== Exercise objective ==
Each line of the data has to be retyped exactly as it is.

== Data section ==
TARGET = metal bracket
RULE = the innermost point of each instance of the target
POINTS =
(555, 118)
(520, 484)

== Result of the task ==
TARGET = metal bracket
RULE = the innermost point of each instance of the target
POINTS =
(555, 118)
(520, 484)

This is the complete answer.